* Begin Data provided *
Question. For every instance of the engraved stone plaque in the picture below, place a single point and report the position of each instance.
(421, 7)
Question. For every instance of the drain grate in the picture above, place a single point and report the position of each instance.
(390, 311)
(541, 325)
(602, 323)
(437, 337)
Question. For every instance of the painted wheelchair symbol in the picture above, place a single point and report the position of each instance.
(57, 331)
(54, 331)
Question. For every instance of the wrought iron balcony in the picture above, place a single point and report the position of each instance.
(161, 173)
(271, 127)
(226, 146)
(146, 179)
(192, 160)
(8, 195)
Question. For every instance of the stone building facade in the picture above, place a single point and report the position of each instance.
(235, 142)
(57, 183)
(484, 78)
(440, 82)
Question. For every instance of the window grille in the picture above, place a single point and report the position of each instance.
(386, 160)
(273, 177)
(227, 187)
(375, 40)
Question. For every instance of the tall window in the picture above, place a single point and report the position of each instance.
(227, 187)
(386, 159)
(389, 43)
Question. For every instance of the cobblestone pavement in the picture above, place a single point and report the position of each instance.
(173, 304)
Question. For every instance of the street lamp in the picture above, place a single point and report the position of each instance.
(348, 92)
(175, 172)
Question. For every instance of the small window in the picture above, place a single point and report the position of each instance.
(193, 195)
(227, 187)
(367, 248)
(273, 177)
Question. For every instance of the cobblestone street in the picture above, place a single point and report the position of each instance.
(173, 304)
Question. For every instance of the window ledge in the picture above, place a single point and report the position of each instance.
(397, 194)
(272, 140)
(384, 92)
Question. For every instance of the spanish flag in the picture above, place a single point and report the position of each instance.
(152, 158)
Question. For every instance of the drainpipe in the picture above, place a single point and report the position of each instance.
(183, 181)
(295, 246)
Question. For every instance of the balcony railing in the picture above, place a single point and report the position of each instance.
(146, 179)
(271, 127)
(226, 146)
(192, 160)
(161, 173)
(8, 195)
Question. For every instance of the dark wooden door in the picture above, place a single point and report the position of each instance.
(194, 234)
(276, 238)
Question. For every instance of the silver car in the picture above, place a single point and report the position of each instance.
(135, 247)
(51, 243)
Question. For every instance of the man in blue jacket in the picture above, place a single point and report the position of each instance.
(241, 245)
* End Data provided *
- Goal
Retype the data in full and match it exactly.

- Answer for the task
Question. For every instance of the engraved stone plaque in the picture below, place a single point and report the position of each instance.
(421, 7)
Question. For every instance of the drain grate in the picture above, place a single point and report the position of each instance.
(390, 311)
(541, 325)
(602, 323)
(437, 337)
Question. For every instance of the painted wheelchair symbol in the picture above, place a single point and report the position of each instance.
(57, 331)
(54, 331)
Question. For every instance of the wrought iron balcony in the picture above, place a single point and report the position of each instance.
(161, 173)
(271, 127)
(226, 146)
(146, 179)
(192, 160)
(8, 195)
Question. For every instance of the stone building facade in the picture above, place a single point and report the position of each instance.
(235, 142)
(57, 183)
(484, 78)
(440, 82)
Question. For every instance of the window grille in the picture above, place a single point and report the position of each instance.
(386, 160)
(273, 177)
(227, 187)
(375, 40)
Question. For every instance of the tall window in the picture above, place a single point and report the position of each instance.
(227, 187)
(386, 159)
(389, 43)
Question. For every instance of the cobblestone pavement in the picture above, place a single point and report the position of each instance.
(173, 304)
Question. For every instance of the street lamp in the picture above, place a single point and report the position of each instance.
(348, 92)
(175, 172)
Question. For every instance of the small window in the picture above, place a single point and report the position of each instance.
(193, 195)
(227, 187)
(367, 248)
(273, 177)
Question. For every instance of the cobblestone street in the picture above, place a single point and report the position of each instance.
(173, 304)
Question. For every instance of the window ledge in the picture above, place a single point and report the position of each instance.
(397, 194)
(272, 140)
(384, 92)
Question. For every instance of the spanish flag in the picture above, place a single point and report the position of each instance.
(152, 158)
Question. For every instance of the drainpipe in the picture above, place a single point and report the position of each instance.
(183, 181)
(295, 246)
Question. For every instance of the balcony railing in the picture above, place a single point and report the position of each instance.
(146, 179)
(271, 127)
(226, 146)
(192, 160)
(161, 173)
(8, 195)
Question. For every instance of the dark wooden door in the picture above, place a single point and report the position of each instance.
(194, 234)
(276, 238)
Question. For every instance of the silver car in the picture above, place a single point and report the position of each instance.
(135, 247)
(51, 243)
Question. For every instance of the man in blue jacket in the picture above, place a single point and report the position of each instance.
(241, 245)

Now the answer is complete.